Give back every line exactly as it appears, pictures excluded.

++++

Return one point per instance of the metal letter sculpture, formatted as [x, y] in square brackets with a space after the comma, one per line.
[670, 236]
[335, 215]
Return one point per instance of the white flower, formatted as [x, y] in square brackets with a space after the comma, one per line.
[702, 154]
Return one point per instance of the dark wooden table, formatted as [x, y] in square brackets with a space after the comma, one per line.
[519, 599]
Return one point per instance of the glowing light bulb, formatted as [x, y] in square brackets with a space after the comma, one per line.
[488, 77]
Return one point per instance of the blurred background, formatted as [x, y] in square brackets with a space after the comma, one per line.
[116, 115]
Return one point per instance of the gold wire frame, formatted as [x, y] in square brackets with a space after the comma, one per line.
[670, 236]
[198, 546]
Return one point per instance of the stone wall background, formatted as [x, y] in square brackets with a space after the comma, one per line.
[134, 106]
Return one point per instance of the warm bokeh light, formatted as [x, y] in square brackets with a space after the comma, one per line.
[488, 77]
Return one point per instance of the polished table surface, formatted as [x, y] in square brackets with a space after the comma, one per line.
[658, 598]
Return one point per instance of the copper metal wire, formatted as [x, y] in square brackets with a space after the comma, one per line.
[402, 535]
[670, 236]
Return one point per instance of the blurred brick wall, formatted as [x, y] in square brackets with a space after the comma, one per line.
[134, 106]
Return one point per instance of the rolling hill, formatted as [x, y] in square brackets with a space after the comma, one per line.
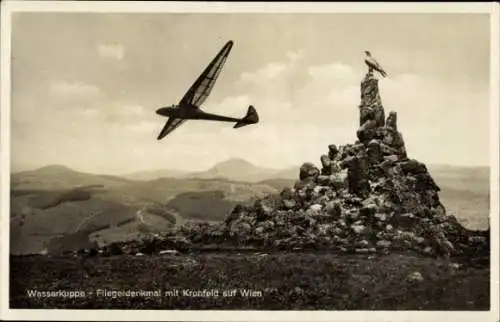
[55, 207]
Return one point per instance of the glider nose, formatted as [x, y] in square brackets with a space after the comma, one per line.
[162, 111]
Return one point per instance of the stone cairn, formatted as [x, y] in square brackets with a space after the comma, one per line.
[368, 197]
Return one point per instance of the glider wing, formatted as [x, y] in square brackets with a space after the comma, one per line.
[202, 87]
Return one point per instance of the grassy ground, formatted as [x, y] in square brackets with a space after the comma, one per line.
[282, 281]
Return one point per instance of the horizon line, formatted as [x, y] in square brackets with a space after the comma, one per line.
[76, 169]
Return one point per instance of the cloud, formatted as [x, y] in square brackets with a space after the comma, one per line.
[132, 110]
[73, 88]
[112, 50]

++++

■ TASK RESULT ■
Return one point per instance of the metal letter sculpture, formatted as [x, y] in square brackets with a space after the comma, one per line.
[670, 236]
[335, 215]
Return one point per instance of the white flower, formatted as [x, y] in square brackets with a space after the comma, one per line.
[702, 154]
Return one point per instance of the dark wooden table, formatted as [x, y] in square brackets with a space after the comma, one per line.
[519, 599]
Return one point per instance of the glowing light bulb, formatted as [x, y] in square brackets with a space after the comma, one per line.
[488, 77]
Return one point per instance of the blurred background, formatted as [x, y] in square brackets with a space after the comma, one per line.
[116, 115]
Return one point per instance of the gold wire frame, formatted as [x, y] in square brackets with a space after the comma, one per line.
[670, 236]
[198, 546]
Return one point per instance of the stone wall background, formatted as [x, y] in square brackets with a space after the comma, one per line.
[134, 106]
Return one point per instance of the warm bokeh light, formatted as [x, y] in square brackets with a space after the comma, one per line.
[488, 77]
Return one point per instance of the polished table surface, formatted as [x, y] in square brackets with a space after the comma, one per line.
[658, 598]
Return one point per instance of the copper metal wire, formatted as [x, y] in square brackets with a space after the comma, one per line.
[402, 535]
[670, 236]
Return one point per instance of the blurred brick wall, formatted as [x, y] in square brackets with a space after the comma, one per line.
[134, 106]
Return one point per instance of the rolling hill, formatted as [x, y] in square brackets with a space after the comma, one per line.
[55, 207]
Return one point per instance of the glider nose, formatted as [x, y] in square brackets with a space after the comma, one per line.
[162, 111]
Return one point per instance of the stone cairn, formatted as [x, y] in square brackets with a space after the comma, one per line.
[368, 197]
Return one point per instance of the glider wing, formatted as [x, y] in square brackets with a space after the comma, one per line.
[202, 87]
Return one point per instance of the grassy ground, formatted as [x, y] in square brackets with a space after the comma, one per line.
[282, 281]
Return one point per instance of the horizon line, formatted as [x, y] in square brackets with a space after the comma, one per line.
[76, 169]
Return one point per instance of the cloud, formatted as [x, y] in square brackets with a space after the comma, one per line.
[132, 110]
[73, 88]
[112, 50]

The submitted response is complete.